*** Opening Data excerpts ***

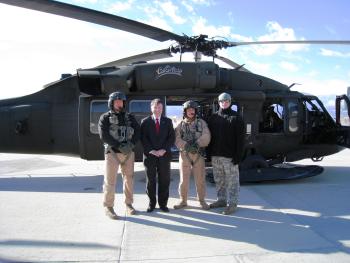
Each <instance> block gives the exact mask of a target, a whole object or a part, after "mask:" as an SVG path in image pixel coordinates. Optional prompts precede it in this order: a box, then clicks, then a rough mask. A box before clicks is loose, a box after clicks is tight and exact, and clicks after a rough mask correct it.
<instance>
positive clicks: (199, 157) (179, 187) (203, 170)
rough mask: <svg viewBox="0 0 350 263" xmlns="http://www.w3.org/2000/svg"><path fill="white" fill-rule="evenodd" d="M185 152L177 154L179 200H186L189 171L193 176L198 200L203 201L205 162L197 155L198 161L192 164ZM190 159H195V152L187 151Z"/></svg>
mask: <svg viewBox="0 0 350 263" xmlns="http://www.w3.org/2000/svg"><path fill="white" fill-rule="evenodd" d="M186 155H187V154H186V153H185V152H181V153H180V156H179V163H180V184H179V195H180V198H181V201H183V202H187V195H188V188H189V184H190V175H191V171H192V173H193V176H194V180H195V183H196V190H197V198H198V200H199V201H200V202H201V201H204V199H205V195H206V184H205V162H204V158H203V157H201V156H200V157H199V158H198V161H197V162H195V163H194V164H193V165H192V164H191V161H190V160H189V159H188V157H187V156H186ZM188 156H189V157H190V159H191V160H192V162H193V161H195V160H196V159H197V154H192V153H188Z"/></svg>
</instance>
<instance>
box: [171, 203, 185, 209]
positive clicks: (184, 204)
mask: <svg viewBox="0 0 350 263" xmlns="http://www.w3.org/2000/svg"><path fill="white" fill-rule="evenodd" d="M186 206H187V202H185V201H181V202H180V203H178V204H176V205H174V209H181V208H184V207H186Z"/></svg>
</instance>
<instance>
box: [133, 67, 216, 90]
mask: <svg viewBox="0 0 350 263" xmlns="http://www.w3.org/2000/svg"><path fill="white" fill-rule="evenodd" d="M217 73H218V66H217V65H216V64H215V63H212V62H200V63H191V62H189V63H186V62H182V63H178V62H173V63H169V62H168V63H162V64H160V63H157V64H152V63H149V64H148V63H147V64H140V65H137V66H135V78H136V79H135V84H136V90H137V91H148V90H164V89H169V90H179V89H180V90H183V89H193V90H195V89H196V90H198V89H202V90H208V89H214V88H215V87H216V85H217V76H218V74H217Z"/></svg>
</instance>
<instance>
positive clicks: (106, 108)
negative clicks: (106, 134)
mask: <svg viewBox="0 0 350 263" xmlns="http://www.w3.org/2000/svg"><path fill="white" fill-rule="evenodd" d="M107 111H108V101H107V100H95V101H92V102H91V108H90V132H91V133H93V134H98V121H99V119H100V116H101V115H102V114H103V113H105V112H107Z"/></svg>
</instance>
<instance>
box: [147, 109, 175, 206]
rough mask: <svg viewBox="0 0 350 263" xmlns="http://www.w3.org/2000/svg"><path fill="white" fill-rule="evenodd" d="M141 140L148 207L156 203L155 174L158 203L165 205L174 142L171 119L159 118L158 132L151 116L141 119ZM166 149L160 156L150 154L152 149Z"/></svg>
mask: <svg viewBox="0 0 350 263" xmlns="http://www.w3.org/2000/svg"><path fill="white" fill-rule="evenodd" d="M141 142H142V145H143V153H144V155H143V163H144V166H145V170H146V175H147V190H146V192H147V195H148V197H149V205H150V207H153V208H154V207H155V206H156V204H157V197H156V192H157V176H158V204H159V207H166V206H167V204H168V199H169V185H170V162H171V158H172V156H171V147H172V146H173V145H174V142H175V132H174V128H173V124H172V121H171V119H169V118H167V117H163V116H162V117H161V118H160V129H159V133H157V132H156V124H155V121H154V120H153V119H152V116H149V117H146V118H144V119H143V120H142V121H141ZM160 149H164V150H166V153H165V154H164V155H163V156H162V157H157V156H154V155H153V154H150V151H152V150H160Z"/></svg>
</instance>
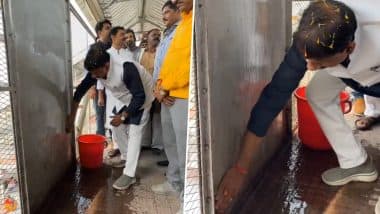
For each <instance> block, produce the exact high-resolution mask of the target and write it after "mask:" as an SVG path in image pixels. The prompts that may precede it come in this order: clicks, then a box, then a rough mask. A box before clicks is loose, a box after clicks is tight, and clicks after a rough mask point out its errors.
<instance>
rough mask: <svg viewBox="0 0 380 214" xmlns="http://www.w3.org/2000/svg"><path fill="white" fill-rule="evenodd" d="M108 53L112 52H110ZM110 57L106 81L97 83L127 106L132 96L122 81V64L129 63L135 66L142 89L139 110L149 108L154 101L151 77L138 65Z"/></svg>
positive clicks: (115, 58)
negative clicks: (138, 73)
mask: <svg viewBox="0 0 380 214" xmlns="http://www.w3.org/2000/svg"><path fill="white" fill-rule="evenodd" d="M109 51H111V52H112V50H109ZM110 55H111V58H110V68H109V71H108V74H107V79H98V82H101V83H102V84H103V85H104V86H105V88H106V89H108V90H109V91H110V92H111V93H112V95H113V96H114V97H115V98H116V99H117V100H119V101H120V102H121V103H122V104H123V105H126V106H128V105H129V104H130V102H131V100H132V94H131V92H130V91H129V90H128V88H127V86H126V85H125V83H124V81H123V74H124V68H123V64H124V63H125V62H131V63H133V64H134V65H135V66H136V68H137V70H138V72H139V75H140V79H141V82H142V84H143V87H144V93H145V102H144V104H143V106H142V107H141V108H140V109H146V108H150V107H151V104H152V102H153V100H154V96H153V81H152V76H151V75H150V74H149V73H148V72H147V71H146V70H145V69H144V68H143V67H142V66H141V65H139V64H138V63H136V62H134V61H131V60H128V59H123V58H121V57H112V56H113V55H112V54H110ZM117 110H119V109H117Z"/></svg>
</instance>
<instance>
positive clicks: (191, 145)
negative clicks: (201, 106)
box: [183, 56, 202, 214]
mask: <svg viewBox="0 0 380 214" xmlns="http://www.w3.org/2000/svg"><path fill="white" fill-rule="evenodd" d="M191 65H192V66H191V69H190V89H189V92H190V93H189V109H190V111H189V119H188V136H187V149H186V151H187V152H186V153H187V154H186V158H187V160H186V178H185V193H184V205H183V206H184V207H183V211H184V213H186V214H188V213H189V214H190V213H191V214H198V213H202V207H201V185H200V181H201V172H200V170H201V169H200V167H199V166H200V162H201V159H200V139H199V120H198V112H199V111H198V99H197V96H198V90H197V83H196V82H197V79H196V74H195V73H196V71H195V69H194V68H195V67H194V56H193V60H192V63H191Z"/></svg>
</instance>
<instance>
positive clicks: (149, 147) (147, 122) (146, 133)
mask: <svg viewBox="0 0 380 214" xmlns="http://www.w3.org/2000/svg"><path fill="white" fill-rule="evenodd" d="M141 147H142V148H144V149H148V148H151V147H152V114H151V113H150V112H149V120H148V122H147V124H146V127H145V129H144V131H143V135H142V139H141Z"/></svg>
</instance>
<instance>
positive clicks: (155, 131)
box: [142, 103, 164, 150]
mask: <svg viewBox="0 0 380 214" xmlns="http://www.w3.org/2000/svg"><path fill="white" fill-rule="evenodd" d="M157 107H158V106H155V104H154V103H152V108H155V109H153V112H152V113H151V118H150V119H149V121H148V125H147V128H146V131H145V132H144V135H143V140H142V146H146V147H152V148H154V149H159V150H163V149H164V145H163V142H162V141H163V139H162V127H161V114H160V112H157V109H156V108H157Z"/></svg>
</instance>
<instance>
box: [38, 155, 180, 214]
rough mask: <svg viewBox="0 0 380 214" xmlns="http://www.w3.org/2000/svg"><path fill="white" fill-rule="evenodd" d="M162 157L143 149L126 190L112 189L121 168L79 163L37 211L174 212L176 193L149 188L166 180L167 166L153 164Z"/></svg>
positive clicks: (55, 212)
mask: <svg viewBox="0 0 380 214" xmlns="http://www.w3.org/2000/svg"><path fill="white" fill-rule="evenodd" d="M162 159H163V158H162V157H161V156H157V155H153V154H152V153H151V151H143V152H142V154H141V156H140V162H139V166H138V171H137V177H138V182H137V184H135V185H134V186H132V187H131V188H130V189H129V190H126V191H115V190H113V189H112V184H113V182H114V181H115V180H116V179H117V178H118V177H119V176H120V175H121V173H122V169H114V168H111V167H109V166H107V165H104V166H103V167H102V168H100V169H97V170H85V169H81V167H80V166H79V165H78V166H77V167H76V168H75V169H73V170H72V171H70V172H69V173H67V174H66V176H65V178H64V179H63V180H62V182H61V183H59V184H58V185H57V187H56V188H55V191H53V193H52V194H51V197H50V198H49V199H47V201H46V203H45V206H44V207H43V208H42V209H41V211H40V212H38V213H39V214H44V213H46V214H52V213H57V214H60V213H62V214H74V213H79V214H81V213H91V214H92V213H102V214H103V213H104V214H119V213H128V214H129V213H137V214H140V213H141V214H171V213H176V212H177V211H178V209H179V200H178V198H179V197H178V196H177V195H175V194H172V195H167V196H165V195H156V194H154V193H153V192H152V191H151V190H150V186H151V185H152V184H158V183H161V182H163V181H165V177H164V173H165V171H166V169H167V168H166V167H158V166H156V161H159V160H162Z"/></svg>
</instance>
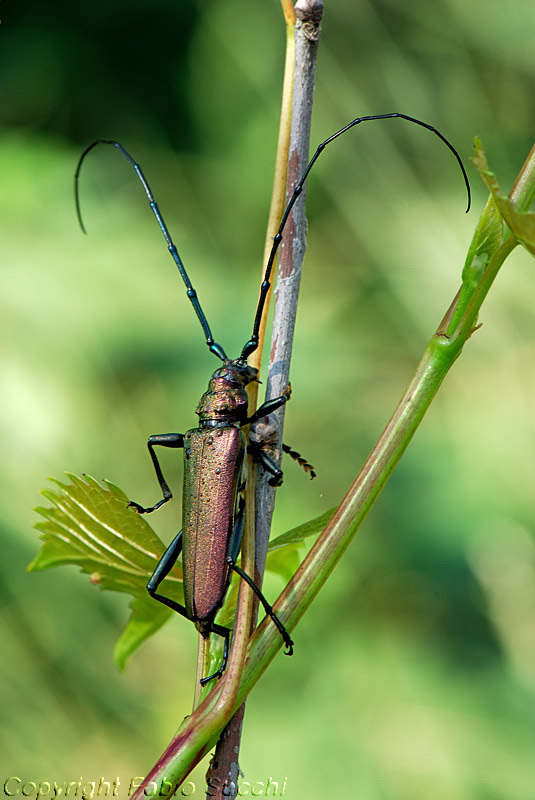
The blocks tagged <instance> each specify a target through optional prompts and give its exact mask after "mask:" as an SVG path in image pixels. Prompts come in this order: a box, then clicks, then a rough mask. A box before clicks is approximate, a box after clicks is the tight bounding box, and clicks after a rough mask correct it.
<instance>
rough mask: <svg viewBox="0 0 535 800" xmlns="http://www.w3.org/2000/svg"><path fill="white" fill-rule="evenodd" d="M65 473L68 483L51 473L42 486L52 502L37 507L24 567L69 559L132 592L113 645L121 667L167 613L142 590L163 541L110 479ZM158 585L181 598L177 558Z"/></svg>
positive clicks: (172, 596) (163, 552) (99, 580)
mask: <svg viewBox="0 0 535 800" xmlns="http://www.w3.org/2000/svg"><path fill="white" fill-rule="evenodd" d="M67 477H68V478H69V479H70V480H71V483H70V484H65V483H62V482H61V481H57V480H54V479H52V480H53V483H54V484H55V485H56V487H57V488H55V489H45V490H44V491H43V492H42V494H43V496H44V497H46V498H47V500H49V501H50V502H51V503H52V506H49V507H46V508H45V507H39V508H37V509H36V511H37V512H38V513H39V514H40V515H41V516H42V517H44V519H45V521H44V522H37V523H36V524H35V527H36V528H37V529H38V530H39V531H41V539H42V540H43V544H42V546H41V549H40V550H39V552H38V554H37V556H36V557H35V559H34V560H33V562H32V563H31V564H30V565H29V567H28V570H29V571H39V570H44V569H50V568H51V567H57V566H61V565H62V564H73V565H75V566H78V567H79V568H80V569H81V570H82V572H85V573H86V574H88V575H89V576H90V581H91V583H94V584H96V585H98V586H99V587H100V588H101V589H105V590H110V591H116V592H126V593H128V594H131V595H132V596H133V598H134V599H133V601H132V603H131V606H130V607H131V609H132V615H131V617H130V620H129V622H128V623H127V626H126V628H125V630H124V631H123V633H122V634H121V636H120V638H119V640H118V642H117V645H116V648H115V660H116V662H117V664H118V666H119V668H120V669H123V668H124V665H125V663H126V660H127V658H128V656H130V655H131V653H132V652H133V651H134V650H135V649H136V647H138V646H139V645H140V644H141V643H142V642H143V641H144V640H145V639H146V638H147V637H148V636H150V635H151V634H152V633H154V632H155V631H157V630H158V629H159V628H160V627H161V626H162V625H163V623H164V622H165V620H166V619H168V618H169V617H170V616H171V614H172V611H171V610H170V609H168V608H165V607H164V606H162V605H161V604H159V603H156V602H154V601H152V600H151V599H150V598H149V597H148V595H147V590H146V586H147V581H148V580H149V578H150V577H151V575H152V573H153V572H154V570H155V568H156V565H157V564H158V562H159V561H160V559H161V557H162V555H163V553H164V551H165V545H164V544H163V542H162V541H161V540H160V539H159V538H158V536H157V535H156V534H155V533H154V531H153V529H152V528H151V527H150V525H149V524H148V523H147V521H146V520H145V519H144V518H143V517H141V516H140V515H139V514H137V513H136V512H135V511H133V510H132V509H130V508H128V498H127V496H126V495H125V494H124V492H122V491H121V489H119V488H118V487H117V486H115V485H114V484H112V483H110V482H109V481H104V486H102V485H101V484H99V483H98V482H97V481H95V480H94V479H93V478H91V477H89V476H87V475H86V476H84V477H83V478H80V477H78V476H76V475H71V474H69V473H67ZM162 586H163V587H164V588H163V590H162V591H163V593H164V594H165V595H166V596H167V597H170V598H171V599H173V600H176V601H177V602H178V603H183V602H184V594H183V590H182V569H181V566H180V564H177V565H175V566H174V567H173V569H172V570H171V572H170V574H169V575H168V576H167V577H166V579H165V582H164V584H162Z"/></svg>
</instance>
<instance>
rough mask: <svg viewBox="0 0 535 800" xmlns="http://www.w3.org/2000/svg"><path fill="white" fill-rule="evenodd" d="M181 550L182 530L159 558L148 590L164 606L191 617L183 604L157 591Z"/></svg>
mask: <svg viewBox="0 0 535 800" xmlns="http://www.w3.org/2000/svg"><path fill="white" fill-rule="evenodd" d="M181 552H182V531H179V532H178V533H177V535H176V536H175V538H174V539H173V541H172V542H171V544H170V545H169V547H168V548H167V550H166V551H165V553H164V554H163V556H162V557H161V559H160V560H159V562H158V564H157V566H156V569H155V570H154V572H153V573H152V576H151V579H150V580H149V582H148V583H147V591H148V593H149V594H150V596H151V597H153V598H154V599H155V600H158V601H159V602H160V603H163V604H164V606H167V607H168V608H171V609H172V610H173V611H176V612H177V614H180V615H181V616H183V617H186V619H189V617H188V614H187V612H186V609H185V607H184V606H183V605H181V604H180V603H177V602H176V601H175V600H171V599H170V598H169V597H164V596H163V595H161V594H158V593H157V591H156V589H157V588H158V586H159V585H160V583H161V582H162V581H163V579H164V578H166V577H167V576H168V575H169V573H170V572H171V570H172V568H173V567H174V565H175V564H176V560H177V558H178V556H179V555H180V553H181Z"/></svg>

*** Closing Data excerpts ***

* _Problem statement_
Verbatim copy, pictures excluded: output the lines from the first line of the records above through the line containing "positive clicks: (199, 157)".

* _Task result_
Each <instance> block gives the exact mask of a target, a whole object or a part, after "mask:" as an SVG path in image pixel coordinates. Optional prompts precede it in this order: a box, then clicks, then a rough mask. A box before clicks is loose, a box after clicks is tight and exact, and clicks after a rough mask correct it.
<instance>
positive clicks: (199, 157) (179, 187) (203, 170)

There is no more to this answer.